## Work to be completed
Look below for the line that contains "Query: dog's tongue", then copy it and each following line exactly, through and including the line that contains "hand, each point like".

○ ○ ○ ○ ○

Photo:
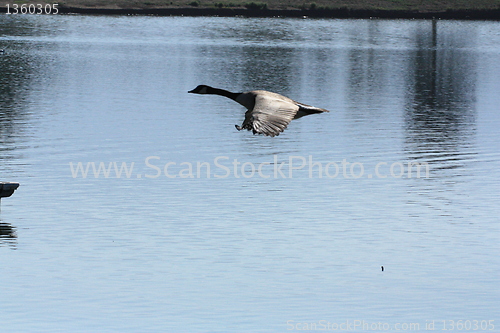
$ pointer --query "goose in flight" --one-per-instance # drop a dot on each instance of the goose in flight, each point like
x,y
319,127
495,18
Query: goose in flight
x,y
268,113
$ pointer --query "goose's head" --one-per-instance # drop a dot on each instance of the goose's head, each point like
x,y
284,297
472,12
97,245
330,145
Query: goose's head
x,y
201,89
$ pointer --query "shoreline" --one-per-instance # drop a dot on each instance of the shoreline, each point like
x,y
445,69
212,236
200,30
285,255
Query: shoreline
x,y
344,13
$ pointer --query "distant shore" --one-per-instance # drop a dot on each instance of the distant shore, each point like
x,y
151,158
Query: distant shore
x,y
268,9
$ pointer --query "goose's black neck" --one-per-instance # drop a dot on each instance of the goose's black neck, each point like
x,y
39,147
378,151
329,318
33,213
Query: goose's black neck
x,y
225,93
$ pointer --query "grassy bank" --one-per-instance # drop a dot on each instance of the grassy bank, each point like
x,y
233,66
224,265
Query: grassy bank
x,y
348,8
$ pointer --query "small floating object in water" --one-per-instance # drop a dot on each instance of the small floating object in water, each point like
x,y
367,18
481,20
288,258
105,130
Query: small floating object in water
x,y
7,189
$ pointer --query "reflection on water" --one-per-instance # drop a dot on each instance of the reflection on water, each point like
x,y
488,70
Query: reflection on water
x,y
8,235
440,115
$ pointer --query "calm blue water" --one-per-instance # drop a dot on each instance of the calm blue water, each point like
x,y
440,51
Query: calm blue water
x,y
235,250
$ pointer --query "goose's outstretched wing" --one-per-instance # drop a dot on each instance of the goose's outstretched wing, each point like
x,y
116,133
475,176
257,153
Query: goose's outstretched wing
x,y
270,115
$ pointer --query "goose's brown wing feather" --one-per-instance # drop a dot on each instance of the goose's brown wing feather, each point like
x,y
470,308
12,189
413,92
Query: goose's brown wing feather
x,y
271,115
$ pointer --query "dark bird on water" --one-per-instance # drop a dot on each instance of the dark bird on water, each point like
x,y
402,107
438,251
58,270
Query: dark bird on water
x,y
268,113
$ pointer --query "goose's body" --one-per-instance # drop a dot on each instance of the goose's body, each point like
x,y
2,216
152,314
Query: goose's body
x,y
268,113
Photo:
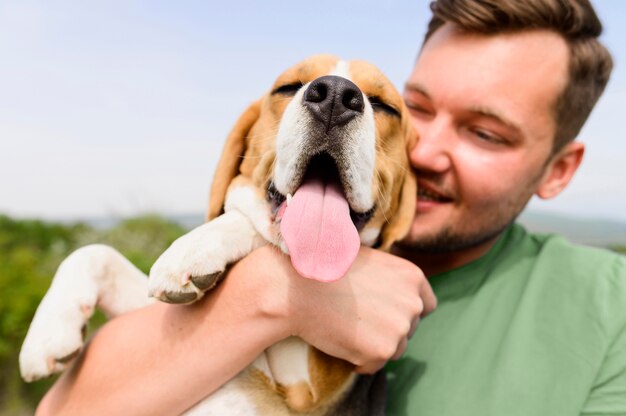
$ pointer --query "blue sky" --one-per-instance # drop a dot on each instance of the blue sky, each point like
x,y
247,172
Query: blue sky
x,y
121,107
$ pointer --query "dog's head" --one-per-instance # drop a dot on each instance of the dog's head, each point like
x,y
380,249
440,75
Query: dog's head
x,y
326,149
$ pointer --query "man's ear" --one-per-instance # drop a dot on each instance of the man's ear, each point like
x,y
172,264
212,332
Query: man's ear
x,y
561,170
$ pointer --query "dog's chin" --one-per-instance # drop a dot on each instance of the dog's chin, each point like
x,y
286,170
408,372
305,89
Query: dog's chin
x,y
322,167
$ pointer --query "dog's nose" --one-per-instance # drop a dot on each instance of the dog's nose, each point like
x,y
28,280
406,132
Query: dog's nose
x,y
333,100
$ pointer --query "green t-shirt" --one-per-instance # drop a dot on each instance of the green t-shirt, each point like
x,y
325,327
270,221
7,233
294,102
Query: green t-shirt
x,y
537,326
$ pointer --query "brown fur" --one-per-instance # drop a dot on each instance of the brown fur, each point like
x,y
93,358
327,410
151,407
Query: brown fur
x,y
248,157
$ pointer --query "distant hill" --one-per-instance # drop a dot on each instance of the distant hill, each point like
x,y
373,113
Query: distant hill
x,y
591,231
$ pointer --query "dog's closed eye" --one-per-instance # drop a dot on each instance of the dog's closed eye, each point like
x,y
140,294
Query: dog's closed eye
x,y
288,89
380,105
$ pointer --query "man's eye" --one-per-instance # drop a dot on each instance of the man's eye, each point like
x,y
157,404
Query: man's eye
x,y
288,89
488,137
380,105
416,107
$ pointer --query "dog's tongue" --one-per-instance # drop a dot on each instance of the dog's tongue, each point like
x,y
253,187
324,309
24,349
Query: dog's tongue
x,y
316,226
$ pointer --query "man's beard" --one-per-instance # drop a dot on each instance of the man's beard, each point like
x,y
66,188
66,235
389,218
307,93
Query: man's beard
x,y
447,241
452,237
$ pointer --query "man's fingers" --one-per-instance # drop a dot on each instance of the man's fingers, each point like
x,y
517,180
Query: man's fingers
x,y
401,348
428,298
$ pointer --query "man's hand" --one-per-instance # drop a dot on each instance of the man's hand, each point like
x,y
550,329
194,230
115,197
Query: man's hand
x,y
365,318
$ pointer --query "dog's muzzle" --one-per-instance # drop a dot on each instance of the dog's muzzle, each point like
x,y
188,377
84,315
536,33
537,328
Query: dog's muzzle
x,y
333,101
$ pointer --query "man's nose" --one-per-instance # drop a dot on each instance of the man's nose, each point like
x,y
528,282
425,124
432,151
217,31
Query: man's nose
x,y
433,151
333,100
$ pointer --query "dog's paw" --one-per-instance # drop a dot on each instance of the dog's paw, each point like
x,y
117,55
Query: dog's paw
x,y
192,265
55,337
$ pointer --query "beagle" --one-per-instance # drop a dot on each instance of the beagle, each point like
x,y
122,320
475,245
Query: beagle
x,y
316,167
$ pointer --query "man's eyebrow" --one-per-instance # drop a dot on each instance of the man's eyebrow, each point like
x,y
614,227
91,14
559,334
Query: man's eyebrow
x,y
482,111
497,116
412,86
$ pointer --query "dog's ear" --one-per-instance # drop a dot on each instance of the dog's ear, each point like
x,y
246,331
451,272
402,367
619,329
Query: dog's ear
x,y
232,156
400,222
401,219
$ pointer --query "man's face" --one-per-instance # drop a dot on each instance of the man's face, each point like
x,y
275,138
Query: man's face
x,y
483,108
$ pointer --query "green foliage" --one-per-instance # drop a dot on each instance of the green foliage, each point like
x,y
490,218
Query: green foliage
x,y
619,249
30,252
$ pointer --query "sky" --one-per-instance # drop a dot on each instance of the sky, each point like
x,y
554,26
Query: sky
x,y
118,108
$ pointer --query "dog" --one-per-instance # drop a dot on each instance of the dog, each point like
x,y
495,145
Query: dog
x,y
316,167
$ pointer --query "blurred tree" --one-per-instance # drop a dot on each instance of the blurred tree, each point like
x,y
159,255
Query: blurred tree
x,y
30,252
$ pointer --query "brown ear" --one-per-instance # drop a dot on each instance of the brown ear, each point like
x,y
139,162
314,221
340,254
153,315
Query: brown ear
x,y
400,221
232,155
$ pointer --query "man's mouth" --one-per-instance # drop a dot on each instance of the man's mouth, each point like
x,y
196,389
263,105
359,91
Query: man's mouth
x,y
317,224
427,194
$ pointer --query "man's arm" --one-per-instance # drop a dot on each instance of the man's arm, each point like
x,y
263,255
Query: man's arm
x,y
164,358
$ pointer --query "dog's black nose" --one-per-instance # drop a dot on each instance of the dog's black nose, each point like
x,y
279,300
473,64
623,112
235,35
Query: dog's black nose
x,y
333,100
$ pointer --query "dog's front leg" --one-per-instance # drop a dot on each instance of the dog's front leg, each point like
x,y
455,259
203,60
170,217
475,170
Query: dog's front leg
x,y
92,276
196,261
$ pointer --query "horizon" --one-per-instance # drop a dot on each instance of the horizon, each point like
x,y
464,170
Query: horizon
x,y
120,109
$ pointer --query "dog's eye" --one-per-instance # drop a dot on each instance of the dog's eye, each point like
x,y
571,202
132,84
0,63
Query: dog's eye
x,y
380,105
288,89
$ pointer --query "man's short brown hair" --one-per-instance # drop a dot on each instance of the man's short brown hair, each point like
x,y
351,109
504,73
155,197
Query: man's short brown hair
x,y
576,21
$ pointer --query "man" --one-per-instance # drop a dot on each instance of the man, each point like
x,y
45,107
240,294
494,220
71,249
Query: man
x,y
525,324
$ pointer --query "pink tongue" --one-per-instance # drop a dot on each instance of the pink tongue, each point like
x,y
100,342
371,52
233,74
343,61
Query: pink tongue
x,y
316,226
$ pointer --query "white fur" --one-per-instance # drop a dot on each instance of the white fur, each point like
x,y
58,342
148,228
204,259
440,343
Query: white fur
x,y
359,141
90,275
205,250
231,399
342,69
369,236
100,276
289,362
246,200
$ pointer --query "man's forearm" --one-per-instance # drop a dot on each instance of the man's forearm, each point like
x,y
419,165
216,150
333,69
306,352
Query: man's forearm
x,y
162,359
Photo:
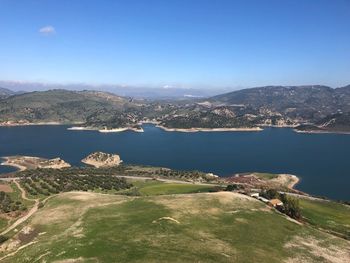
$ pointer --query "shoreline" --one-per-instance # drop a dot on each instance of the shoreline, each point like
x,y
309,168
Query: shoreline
x,y
295,181
74,128
18,124
17,166
322,132
209,129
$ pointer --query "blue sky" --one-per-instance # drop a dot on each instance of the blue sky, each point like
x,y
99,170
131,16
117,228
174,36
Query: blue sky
x,y
177,43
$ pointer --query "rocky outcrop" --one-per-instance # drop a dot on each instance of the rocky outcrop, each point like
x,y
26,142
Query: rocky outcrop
x,y
100,159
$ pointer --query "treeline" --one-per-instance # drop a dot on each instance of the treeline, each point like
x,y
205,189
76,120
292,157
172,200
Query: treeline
x,y
121,170
55,183
290,204
8,205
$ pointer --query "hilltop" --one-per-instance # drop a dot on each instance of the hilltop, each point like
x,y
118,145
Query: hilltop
x,y
313,107
60,106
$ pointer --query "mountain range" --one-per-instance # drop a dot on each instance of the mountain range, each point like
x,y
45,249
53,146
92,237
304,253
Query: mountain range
x,y
308,108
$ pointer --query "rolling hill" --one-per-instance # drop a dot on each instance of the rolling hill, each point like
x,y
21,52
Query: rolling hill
x,y
61,106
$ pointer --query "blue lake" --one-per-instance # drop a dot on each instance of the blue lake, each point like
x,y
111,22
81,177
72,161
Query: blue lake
x,y
322,161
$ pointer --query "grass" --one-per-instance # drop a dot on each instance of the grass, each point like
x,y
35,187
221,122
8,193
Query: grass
x,y
331,216
266,176
215,227
153,187
16,195
3,223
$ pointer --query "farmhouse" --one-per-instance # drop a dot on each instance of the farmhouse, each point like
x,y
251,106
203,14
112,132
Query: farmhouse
x,y
275,202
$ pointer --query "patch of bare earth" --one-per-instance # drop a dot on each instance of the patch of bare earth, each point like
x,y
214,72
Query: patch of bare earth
x,y
328,252
6,188
199,203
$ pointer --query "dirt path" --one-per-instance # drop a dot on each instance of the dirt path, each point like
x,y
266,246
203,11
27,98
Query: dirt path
x,y
29,214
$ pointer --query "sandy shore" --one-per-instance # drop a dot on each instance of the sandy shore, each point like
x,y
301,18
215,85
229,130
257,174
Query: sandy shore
x,y
210,129
7,162
294,181
30,162
13,124
321,132
105,130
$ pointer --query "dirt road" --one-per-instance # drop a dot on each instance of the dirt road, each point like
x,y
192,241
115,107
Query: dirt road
x,y
29,214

○ ○ ○ ○ ○

## Task output
Query: dog's tongue
x,y
316,226
$ pointer --query "man's beard" --one-per-instance # drop a dot on each instance of the man's beard, each point like
x,y
66,188
66,235
389,218
307,93
Query: man's beard
x,y
447,241
452,237
$ pointer --query "man's fingers" --one-per-instance # drop a dot on each instance of the man's fingers, each point like
x,y
517,180
Query: man's fingers
x,y
401,348
428,298
$ pointer --query "man's hand" --one-per-instance # drop a dot on each instance of the man's hand, each point like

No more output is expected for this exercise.